**TASK DIRECTIONS:**
Here are some records; copy every line that holds the word "coordinates".
──────── MATERIAL FOR THIS EXERCISE
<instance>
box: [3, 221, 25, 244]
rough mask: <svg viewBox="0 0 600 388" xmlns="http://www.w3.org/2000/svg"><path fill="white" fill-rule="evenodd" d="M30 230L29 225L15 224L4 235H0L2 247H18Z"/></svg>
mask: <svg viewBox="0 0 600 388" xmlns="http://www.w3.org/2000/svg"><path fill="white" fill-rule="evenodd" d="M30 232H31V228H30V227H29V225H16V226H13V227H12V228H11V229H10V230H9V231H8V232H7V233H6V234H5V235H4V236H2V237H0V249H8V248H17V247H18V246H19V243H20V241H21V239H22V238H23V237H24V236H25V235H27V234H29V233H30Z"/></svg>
────────────────
──────── MATERIAL FOR THIS EXERCISE
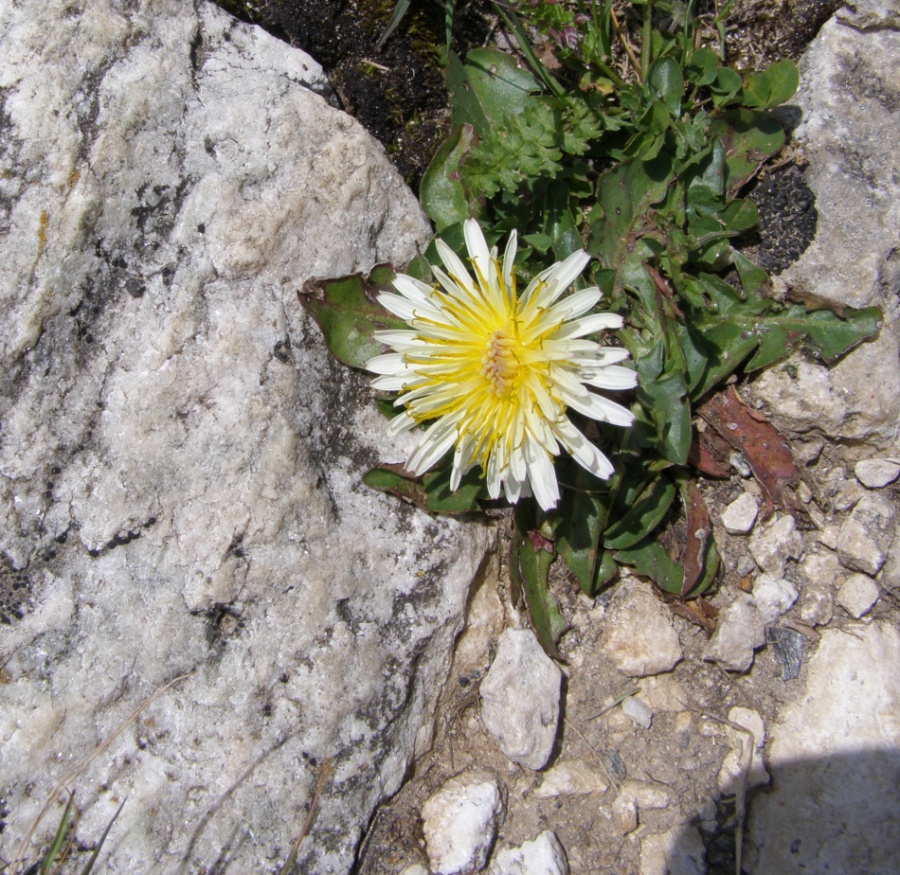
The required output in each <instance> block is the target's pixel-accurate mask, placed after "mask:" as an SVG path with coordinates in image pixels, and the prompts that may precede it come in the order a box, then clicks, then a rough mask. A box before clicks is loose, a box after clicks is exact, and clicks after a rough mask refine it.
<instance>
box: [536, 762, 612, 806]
────────────────
──────── MATERIAL FOR THIS EXERCISE
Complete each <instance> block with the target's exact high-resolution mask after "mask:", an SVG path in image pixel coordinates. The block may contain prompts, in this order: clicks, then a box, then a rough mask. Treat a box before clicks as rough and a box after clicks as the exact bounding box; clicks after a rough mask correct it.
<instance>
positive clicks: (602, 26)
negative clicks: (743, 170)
────────────────
**ANSWER BOX:**
The required output in each <instance> block is the target's pixel-accurate mask, placed after "mask:" as an SVG path with coordinates in image pixels, and the prompts that may precede it come in the order a box, then clicks, then a rough mask. A box before clicks is loose, a box after clicks is exact, and clicks after a rough mask refine it.
Complete each <instance> block with the target's exact high-resolution mask after "mask:", an SVG path in image pixel coordinates. The block may contain prompts, in this order: clicks, then a box, then a rough mask. Treat a box before clicks as rough and a box after clicks as the exact bounding box; clicks after a rough mask correct it.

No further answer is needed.